### Stated goal
Sum up the project listing below in two sentences.

## start Reading passage

Please contact Eiko Yoneki (email: eiko.yoneki@cl.cam.ac.uk) if you are interested in any project below. * indicates high recommendation!

1.  Tuning Neural Networking Compression with Hierarchical Reinforcement Learning *

Contact: Eiko Yoneki (with Michael Schaarschmidt)

Executing neural network tasks on mobile and edge devices (e.g. facial recognition on smart phones) is gaining increasing focus in the systems community due to constraints in CPU, memory and energy usage on such devices. Consequently, neural networks trained on large servers usually need to be compressed to be fit for low power mobile execution. Recent work has explored various techniques to automatically combine various compression and quantization techniques [1, 2]. This project will investigate hierarchical reinforcement learning [3] to improve on these existing search techniques by attempting to model fine-grained dependencies between different compression and quantization methods.

 

[1] https://www.tik.ee.ethz.ch/file/79a7dd6f6370f809e6180c0746232283/mobisys18-liu.pdf

 

[2] https://arxiv.org/pdf/1806.03723.pdf

 

[3] https://ai.google/research/pubs/pub46646

 

2.  Model-based Reinforcement Learning in Computer Systems *

Contact: Eiko Yoneki (with Michael Schaarschmidt)

## end Reading passage
## start Supplied records

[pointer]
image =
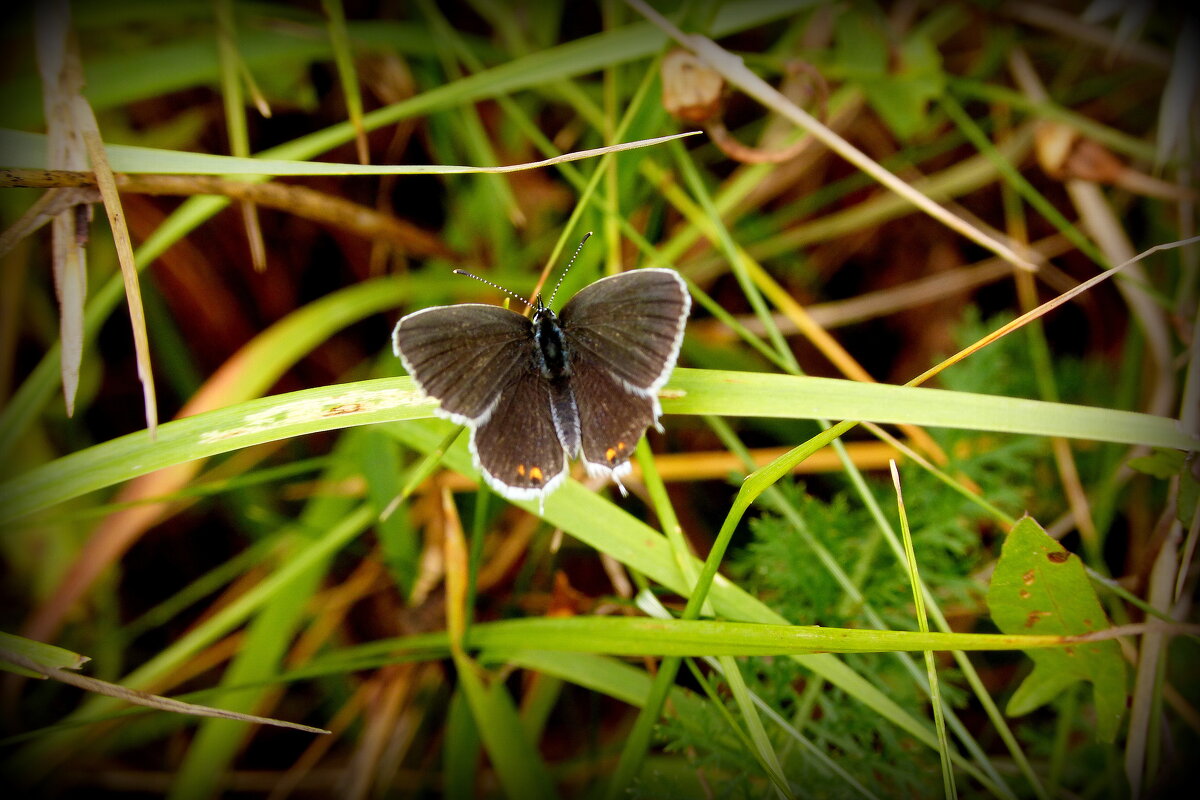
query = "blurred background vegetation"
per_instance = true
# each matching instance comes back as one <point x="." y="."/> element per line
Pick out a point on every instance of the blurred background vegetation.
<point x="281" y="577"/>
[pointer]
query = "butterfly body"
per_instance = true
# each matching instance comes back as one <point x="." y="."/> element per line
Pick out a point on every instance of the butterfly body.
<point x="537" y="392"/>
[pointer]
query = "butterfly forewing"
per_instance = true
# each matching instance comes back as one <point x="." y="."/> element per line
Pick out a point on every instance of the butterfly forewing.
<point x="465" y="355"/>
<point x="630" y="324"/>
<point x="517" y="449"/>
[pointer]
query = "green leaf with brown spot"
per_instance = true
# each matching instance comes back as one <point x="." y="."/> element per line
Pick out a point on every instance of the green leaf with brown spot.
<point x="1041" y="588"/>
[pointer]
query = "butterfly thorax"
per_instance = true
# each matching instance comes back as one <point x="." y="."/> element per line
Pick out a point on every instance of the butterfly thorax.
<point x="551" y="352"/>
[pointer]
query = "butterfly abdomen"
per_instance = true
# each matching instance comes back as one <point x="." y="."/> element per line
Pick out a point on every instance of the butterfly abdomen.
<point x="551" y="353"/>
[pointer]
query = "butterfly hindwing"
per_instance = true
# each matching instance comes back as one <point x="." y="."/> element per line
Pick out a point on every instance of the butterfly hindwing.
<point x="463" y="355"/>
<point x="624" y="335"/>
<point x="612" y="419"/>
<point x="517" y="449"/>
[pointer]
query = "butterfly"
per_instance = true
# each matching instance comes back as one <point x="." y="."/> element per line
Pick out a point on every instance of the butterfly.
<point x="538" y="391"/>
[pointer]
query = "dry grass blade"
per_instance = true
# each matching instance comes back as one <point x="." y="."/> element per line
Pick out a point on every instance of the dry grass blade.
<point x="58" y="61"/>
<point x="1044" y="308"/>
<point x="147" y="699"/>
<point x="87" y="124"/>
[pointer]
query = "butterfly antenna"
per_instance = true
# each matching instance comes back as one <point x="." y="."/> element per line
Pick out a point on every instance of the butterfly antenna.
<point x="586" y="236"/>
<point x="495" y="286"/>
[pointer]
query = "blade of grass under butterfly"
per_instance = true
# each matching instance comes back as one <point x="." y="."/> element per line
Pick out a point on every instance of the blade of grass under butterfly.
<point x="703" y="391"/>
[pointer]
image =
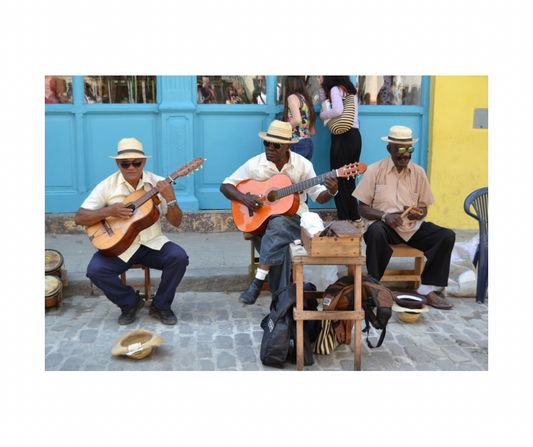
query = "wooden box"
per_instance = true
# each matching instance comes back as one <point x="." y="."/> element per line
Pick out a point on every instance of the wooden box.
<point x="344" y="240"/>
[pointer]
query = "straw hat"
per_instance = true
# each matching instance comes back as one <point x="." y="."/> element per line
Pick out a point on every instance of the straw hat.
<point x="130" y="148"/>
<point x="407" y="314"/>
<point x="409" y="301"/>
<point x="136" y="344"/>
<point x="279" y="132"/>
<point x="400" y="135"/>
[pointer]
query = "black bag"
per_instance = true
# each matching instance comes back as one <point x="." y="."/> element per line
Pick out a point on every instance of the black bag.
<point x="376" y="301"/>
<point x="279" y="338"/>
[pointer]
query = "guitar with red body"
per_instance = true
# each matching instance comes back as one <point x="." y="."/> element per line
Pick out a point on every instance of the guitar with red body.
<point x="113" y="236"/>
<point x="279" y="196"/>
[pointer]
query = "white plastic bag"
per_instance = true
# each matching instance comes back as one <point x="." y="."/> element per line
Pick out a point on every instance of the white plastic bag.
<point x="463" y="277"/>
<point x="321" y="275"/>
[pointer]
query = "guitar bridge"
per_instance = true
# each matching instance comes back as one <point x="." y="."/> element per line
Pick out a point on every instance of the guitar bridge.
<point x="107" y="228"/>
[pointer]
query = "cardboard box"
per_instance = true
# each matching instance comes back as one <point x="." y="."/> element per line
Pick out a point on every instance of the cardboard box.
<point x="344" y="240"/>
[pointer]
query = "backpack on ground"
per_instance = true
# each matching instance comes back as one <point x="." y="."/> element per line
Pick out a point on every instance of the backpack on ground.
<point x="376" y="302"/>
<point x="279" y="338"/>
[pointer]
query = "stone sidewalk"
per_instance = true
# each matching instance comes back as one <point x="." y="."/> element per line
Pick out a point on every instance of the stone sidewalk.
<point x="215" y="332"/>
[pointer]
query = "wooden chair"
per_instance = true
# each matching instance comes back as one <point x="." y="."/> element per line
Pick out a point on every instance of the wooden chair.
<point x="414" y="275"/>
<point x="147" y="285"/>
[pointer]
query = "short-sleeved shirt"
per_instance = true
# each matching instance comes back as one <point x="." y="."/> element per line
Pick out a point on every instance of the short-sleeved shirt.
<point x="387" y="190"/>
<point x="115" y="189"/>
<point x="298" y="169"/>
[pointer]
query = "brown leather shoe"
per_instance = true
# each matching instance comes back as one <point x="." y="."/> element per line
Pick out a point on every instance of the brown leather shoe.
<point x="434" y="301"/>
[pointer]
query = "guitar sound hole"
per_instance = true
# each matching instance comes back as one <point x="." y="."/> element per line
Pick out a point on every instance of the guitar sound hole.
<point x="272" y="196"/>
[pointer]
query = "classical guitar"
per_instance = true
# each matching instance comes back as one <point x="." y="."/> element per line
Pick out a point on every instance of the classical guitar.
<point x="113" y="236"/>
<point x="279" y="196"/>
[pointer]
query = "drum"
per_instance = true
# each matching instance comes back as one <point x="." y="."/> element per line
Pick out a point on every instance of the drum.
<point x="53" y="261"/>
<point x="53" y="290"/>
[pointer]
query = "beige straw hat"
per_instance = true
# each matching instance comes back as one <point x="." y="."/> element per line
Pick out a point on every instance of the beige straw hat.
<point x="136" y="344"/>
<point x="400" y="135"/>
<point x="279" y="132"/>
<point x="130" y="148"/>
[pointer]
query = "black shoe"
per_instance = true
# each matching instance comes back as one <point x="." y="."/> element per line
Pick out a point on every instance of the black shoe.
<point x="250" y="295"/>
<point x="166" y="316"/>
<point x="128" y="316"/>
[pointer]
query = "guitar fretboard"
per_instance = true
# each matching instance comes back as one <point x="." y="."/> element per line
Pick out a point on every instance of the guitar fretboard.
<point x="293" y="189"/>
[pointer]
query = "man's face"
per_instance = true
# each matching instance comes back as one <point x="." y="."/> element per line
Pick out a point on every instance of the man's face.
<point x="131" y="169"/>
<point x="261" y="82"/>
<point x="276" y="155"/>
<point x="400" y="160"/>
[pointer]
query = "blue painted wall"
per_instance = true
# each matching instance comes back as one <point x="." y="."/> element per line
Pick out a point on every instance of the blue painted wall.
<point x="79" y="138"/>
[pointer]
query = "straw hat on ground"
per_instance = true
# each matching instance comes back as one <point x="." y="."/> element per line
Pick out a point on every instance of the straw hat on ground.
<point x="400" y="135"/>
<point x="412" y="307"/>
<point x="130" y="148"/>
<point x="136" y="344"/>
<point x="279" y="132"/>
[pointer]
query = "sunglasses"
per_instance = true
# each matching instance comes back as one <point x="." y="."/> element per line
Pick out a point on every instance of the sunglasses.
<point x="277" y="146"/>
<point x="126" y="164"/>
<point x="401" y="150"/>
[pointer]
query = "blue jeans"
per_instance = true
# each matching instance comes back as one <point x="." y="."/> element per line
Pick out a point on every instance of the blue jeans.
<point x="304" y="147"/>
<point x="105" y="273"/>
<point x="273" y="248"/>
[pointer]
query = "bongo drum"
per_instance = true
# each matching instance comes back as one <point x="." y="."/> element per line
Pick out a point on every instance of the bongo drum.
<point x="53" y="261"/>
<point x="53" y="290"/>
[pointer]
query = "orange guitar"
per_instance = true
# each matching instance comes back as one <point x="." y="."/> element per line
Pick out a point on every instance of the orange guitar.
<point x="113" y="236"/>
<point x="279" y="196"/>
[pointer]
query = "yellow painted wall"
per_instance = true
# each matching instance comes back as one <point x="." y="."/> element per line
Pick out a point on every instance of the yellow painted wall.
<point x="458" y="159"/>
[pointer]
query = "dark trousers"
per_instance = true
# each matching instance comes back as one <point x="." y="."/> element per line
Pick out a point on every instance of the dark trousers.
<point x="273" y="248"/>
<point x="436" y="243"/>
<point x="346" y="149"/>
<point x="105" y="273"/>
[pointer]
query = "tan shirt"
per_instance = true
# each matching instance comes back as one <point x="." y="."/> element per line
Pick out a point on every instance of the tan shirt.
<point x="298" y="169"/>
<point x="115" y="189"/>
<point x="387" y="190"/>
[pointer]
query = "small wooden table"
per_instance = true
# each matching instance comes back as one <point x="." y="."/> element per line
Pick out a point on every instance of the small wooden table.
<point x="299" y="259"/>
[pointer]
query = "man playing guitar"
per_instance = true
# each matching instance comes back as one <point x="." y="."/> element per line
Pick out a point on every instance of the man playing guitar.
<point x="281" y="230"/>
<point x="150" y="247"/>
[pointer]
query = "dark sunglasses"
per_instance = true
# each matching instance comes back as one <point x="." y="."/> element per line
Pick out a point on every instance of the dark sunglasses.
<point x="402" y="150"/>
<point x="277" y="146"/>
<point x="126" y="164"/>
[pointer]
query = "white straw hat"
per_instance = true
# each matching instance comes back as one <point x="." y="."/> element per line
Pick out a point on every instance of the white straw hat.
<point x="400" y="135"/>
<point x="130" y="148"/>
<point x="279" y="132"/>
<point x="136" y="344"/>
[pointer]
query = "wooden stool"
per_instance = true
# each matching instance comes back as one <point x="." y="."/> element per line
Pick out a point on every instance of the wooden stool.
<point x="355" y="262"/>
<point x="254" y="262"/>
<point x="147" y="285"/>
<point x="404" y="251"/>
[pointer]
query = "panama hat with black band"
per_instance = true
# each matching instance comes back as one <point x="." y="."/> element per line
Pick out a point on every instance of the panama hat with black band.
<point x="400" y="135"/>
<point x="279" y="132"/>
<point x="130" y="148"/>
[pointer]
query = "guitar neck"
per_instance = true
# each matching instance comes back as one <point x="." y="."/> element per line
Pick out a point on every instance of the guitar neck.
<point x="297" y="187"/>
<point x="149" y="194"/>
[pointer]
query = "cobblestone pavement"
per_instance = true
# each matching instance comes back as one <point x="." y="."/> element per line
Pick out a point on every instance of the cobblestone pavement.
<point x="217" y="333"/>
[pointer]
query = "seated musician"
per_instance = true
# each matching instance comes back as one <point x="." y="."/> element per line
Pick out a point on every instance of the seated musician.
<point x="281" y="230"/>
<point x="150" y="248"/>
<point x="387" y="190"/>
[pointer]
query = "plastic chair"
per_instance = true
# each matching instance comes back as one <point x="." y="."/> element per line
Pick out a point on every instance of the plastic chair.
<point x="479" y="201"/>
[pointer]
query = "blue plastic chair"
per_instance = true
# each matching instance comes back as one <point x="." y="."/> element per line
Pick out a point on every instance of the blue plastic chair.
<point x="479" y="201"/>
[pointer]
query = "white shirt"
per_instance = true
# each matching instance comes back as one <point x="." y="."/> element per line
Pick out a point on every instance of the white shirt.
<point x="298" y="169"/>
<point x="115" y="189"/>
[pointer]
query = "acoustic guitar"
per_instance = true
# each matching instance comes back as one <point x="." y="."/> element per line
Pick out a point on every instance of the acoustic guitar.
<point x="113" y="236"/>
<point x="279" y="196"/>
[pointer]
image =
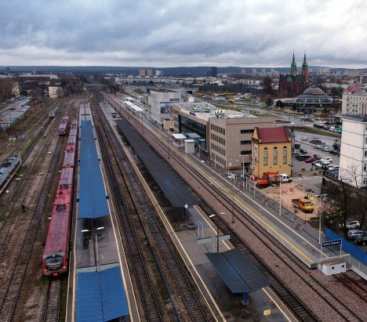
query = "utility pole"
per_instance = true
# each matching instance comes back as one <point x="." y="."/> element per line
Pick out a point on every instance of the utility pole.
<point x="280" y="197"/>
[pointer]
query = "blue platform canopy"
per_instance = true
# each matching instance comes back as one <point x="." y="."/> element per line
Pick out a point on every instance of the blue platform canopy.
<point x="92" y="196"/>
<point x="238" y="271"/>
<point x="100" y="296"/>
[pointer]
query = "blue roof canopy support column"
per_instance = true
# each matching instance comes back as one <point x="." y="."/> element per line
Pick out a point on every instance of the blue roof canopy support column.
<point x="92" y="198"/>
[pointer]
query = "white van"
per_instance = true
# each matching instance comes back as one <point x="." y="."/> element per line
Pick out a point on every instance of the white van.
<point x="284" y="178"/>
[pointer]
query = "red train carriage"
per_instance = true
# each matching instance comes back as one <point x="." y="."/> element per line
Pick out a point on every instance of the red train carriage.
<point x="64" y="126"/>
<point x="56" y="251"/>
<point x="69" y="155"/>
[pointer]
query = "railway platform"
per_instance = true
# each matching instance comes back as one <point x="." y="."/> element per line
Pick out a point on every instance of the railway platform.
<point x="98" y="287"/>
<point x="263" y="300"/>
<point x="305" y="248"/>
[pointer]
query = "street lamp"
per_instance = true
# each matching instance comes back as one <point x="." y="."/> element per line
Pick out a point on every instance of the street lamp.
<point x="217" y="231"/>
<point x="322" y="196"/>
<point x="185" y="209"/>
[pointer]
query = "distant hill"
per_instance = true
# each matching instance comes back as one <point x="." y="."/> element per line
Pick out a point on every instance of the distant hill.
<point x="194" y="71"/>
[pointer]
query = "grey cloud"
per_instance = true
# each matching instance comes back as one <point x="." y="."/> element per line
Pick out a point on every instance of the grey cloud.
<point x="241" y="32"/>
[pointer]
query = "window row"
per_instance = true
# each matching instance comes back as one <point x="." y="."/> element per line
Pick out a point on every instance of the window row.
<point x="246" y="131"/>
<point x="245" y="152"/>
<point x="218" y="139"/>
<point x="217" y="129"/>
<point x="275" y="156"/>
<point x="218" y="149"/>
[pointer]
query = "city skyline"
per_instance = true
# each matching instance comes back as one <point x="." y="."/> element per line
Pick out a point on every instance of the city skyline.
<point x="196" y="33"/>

## end Supplied records

### Answer to this exercise
Eiko Yoneki invites interested readers to get in touch about the listed projects, two of which are marked highly recommended and supervised with Michael Schaarschmidt: one on tuning neural network compression with hierarchical reinforcement learning, and one on model-based reinforcement learning in computer systems. The first project starts from the need to compress server-trained neural networks for devices with limited CPU, memory and energy, and it will use hierarchical reinforcement learning to improve on existing automated search techniques by modeling fine-grained dependencies between compression and quantization methods.